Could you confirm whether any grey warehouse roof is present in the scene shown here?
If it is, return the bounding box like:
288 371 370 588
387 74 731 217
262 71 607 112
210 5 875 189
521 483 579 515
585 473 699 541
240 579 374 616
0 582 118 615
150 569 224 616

Directive:
Copy the rows above, swapping "warehouse roof" for "factory roof" and leaving everything else unchanged.

Output for this task:
Could you confirm whether any grey factory roof is present in the scene shown here?
If it is, return the bounding box like:
288 371 370 588
387 74 731 217
262 71 607 112
210 5 875 189
521 483 579 515
585 473 699 541
240 579 374 616
0 582 118 615
150 569 224 616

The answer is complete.